> Task prompt:
Copy out verbatim every line of the entries below, from the line containing "locate the sky in the photo above" down to the last line, including both.

> Records to process:
══════

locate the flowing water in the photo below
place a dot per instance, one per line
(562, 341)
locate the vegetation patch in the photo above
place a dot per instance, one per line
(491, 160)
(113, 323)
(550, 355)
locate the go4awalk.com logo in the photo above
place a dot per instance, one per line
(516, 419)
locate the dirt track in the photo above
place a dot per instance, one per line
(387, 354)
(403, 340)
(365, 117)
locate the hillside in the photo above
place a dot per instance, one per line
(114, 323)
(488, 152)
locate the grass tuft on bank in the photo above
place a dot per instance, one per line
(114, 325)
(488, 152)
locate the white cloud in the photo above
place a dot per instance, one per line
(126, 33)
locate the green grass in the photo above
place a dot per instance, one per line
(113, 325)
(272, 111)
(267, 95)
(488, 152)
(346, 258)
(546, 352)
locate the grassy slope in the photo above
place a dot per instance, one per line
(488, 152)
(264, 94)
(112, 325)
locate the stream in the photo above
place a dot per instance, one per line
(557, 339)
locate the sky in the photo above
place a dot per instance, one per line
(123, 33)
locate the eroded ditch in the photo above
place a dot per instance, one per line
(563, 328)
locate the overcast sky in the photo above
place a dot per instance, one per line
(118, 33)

══════

> Solution to the exercise:
locate the sky in the photo above
place a dot per instance, one per line
(123, 33)
locate the eroded ditch in the photo above
place a dot per instance, one per line
(563, 328)
locate the overcast sky in the photo above
place a dot per instance, one per line
(118, 33)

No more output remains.